====== DATA FOR THE TASK ======
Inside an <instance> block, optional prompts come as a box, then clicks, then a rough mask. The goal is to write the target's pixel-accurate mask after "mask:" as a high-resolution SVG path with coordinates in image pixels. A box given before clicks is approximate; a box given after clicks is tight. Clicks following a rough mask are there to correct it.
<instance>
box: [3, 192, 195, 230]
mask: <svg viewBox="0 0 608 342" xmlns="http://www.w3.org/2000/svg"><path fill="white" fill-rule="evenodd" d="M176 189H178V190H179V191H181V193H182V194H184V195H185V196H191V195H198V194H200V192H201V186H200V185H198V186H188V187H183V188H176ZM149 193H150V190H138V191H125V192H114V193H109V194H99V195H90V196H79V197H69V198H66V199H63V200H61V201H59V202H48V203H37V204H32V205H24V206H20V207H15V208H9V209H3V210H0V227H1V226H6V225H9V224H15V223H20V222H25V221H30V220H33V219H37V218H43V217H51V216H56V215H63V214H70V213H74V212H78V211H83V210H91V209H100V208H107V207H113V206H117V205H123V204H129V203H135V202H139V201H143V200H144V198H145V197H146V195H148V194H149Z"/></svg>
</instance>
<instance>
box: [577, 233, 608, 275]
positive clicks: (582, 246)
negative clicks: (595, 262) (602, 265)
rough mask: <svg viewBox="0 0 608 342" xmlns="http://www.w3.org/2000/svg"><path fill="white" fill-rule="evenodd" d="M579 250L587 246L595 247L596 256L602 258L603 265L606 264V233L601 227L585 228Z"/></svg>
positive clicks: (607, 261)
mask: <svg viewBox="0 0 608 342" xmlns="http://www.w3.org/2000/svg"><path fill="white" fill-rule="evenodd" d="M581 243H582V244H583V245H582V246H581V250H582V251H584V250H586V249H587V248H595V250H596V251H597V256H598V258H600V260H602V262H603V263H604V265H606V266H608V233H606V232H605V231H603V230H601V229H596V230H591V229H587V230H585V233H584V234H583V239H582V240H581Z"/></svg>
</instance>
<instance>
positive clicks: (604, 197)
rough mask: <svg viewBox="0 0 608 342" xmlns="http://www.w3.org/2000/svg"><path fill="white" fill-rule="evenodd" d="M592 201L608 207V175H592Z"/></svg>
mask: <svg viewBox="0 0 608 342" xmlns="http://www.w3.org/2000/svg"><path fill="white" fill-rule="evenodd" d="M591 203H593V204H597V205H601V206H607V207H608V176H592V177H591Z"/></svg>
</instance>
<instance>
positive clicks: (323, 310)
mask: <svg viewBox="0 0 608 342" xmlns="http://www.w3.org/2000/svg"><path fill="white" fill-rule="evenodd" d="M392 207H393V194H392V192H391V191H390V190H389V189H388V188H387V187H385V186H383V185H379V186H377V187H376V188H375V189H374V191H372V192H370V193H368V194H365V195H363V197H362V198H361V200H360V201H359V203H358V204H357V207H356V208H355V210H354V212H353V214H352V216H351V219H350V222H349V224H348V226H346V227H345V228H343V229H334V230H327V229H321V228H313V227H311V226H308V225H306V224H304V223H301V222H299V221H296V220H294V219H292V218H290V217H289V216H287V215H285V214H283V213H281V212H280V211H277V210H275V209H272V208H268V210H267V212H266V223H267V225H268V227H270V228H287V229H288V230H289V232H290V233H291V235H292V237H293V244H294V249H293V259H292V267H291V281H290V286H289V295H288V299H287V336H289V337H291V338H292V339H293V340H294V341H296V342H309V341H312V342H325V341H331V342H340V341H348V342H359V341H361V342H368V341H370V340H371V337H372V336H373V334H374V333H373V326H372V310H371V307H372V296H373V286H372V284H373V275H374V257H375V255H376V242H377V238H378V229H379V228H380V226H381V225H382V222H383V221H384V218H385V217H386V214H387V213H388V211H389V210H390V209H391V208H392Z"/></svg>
======
__TASK STATEMENT__
Your task is to reproduce the records in full, without any alteration.

__RESULT__
Inside an <instance> block, optional prompts come as a box, then clicks, then a rough mask. The goal is to write the target's pixel-accurate mask after "mask:" as a high-resolution SVG path with coordinates in image pixels. A box given before clicks is approximate; a box given after clicks is tight. Clicks following a rough mask are there to correct it.
<instance>
box: [3, 192, 195, 230]
mask: <svg viewBox="0 0 608 342" xmlns="http://www.w3.org/2000/svg"><path fill="white" fill-rule="evenodd" d="M176 189H178V190H179V191H181V193H182V194H184V195H185V196H191V195H198V194H200V192H201V186H200V185H198V186H188V187H183V188H176ZM149 193H150V190H138V191H125V192H114V193H109V194H99V195H90V196H79V197H69V198H66V199H63V200H61V201H59V202H48V203H37V204H32V205H24V206H20V207H15V208H9V209H3V210H0V227H1V226H6V225H9V224H15V223H20V222H25V221H30V220H33V219H37V218H43V217H51V216H56V215H63V214H70V213H74V212H78V211H83V210H91V209H100V208H107V207H113V206H117V205H123V204H129V203H135V202H139V201H143V200H144V198H145V197H146V195H148V194H149Z"/></svg>
</instance>
<instance>
box: [577, 233, 608, 275]
positive clicks: (582, 246)
negative clicks: (595, 262) (602, 265)
rough mask: <svg viewBox="0 0 608 342" xmlns="http://www.w3.org/2000/svg"><path fill="white" fill-rule="evenodd" d="M579 250L587 246L595 247L596 256L602 258L603 265L606 264V233L601 227L585 228Z"/></svg>
positive clicks: (607, 261)
mask: <svg viewBox="0 0 608 342" xmlns="http://www.w3.org/2000/svg"><path fill="white" fill-rule="evenodd" d="M581 243H582V244H583V245H582V246H581V250H582V251H584V250H586V249H587V248H595V250H596V251H597V256H598V258H600V260H602V262H603V263H604V265H606V266H608V233H606V232H605V231H603V230H601V229H596V230H591V229H587V230H585V233H584V234H583V239H582V240H581Z"/></svg>
</instance>
<instance>
positive clicks: (604, 197)
rough mask: <svg viewBox="0 0 608 342" xmlns="http://www.w3.org/2000/svg"><path fill="white" fill-rule="evenodd" d="M592 201L608 207V175H592Z"/></svg>
mask: <svg viewBox="0 0 608 342" xmlns="http://www.w3.org/2000/svg"><path fill="white" fill-rule="evenodd" d="M591 203H593V204H597V205H601V206H607V207H608V176H592V177H591Z"/></svg>
</instance>
<instance>
positive clicks: (323, 310)
mask: <svg viewBox="0 0 608 342" xmlns="http://www.w3.org/2000/svg"><path fill="white" fill-rule="evenodd" d="M392 207H393V194H392V192H391V191H390V190H389V189H388V188H387V187H385V186H383V185H379V186H377V187H376V188H375V189H374V191H372V192H370V193H368V194H365V195H363V197H362V198H361V200H360V201H359V203H358V204H357V207H356V208H355V210H354V212H353V214H352V216H351V219H350V222H349V224H348V226H346V227H345V228H343V229H334V230H327V229H321V228H313V227H311V226H308V225H306V224H304V223H301V222H299V221H296V220H294V219H292V218H290V217H289V216H287V215H285V214H283V213H281V212H280V211H277V210H275V209H272V208H268V210H267V212H266V223H267V225H268V227H270V228H287V229H288V230H289V232H290V233H291V235H292V237H293V244H294V249H293V259H292V267H291V281H290V286H289V295H288V299H287V336H289V337H291V338H292V339H293V340H294V341H296V342H309V341H312V342H325V341H331V342H340V341H348V342H359V341H361V342H368V341H370V340H371V337H372V336H373V334H374V333H373V326H372V310H371V307H372V296H373V286H372V284H373V275H374V257H375V255H376V242H377V238H378V229H379V228H380V226H381V225H382V222H383V221H384V218H385V217H386V214H387V213H388V211H389V210H390V209H391V208H392Z"/></svg>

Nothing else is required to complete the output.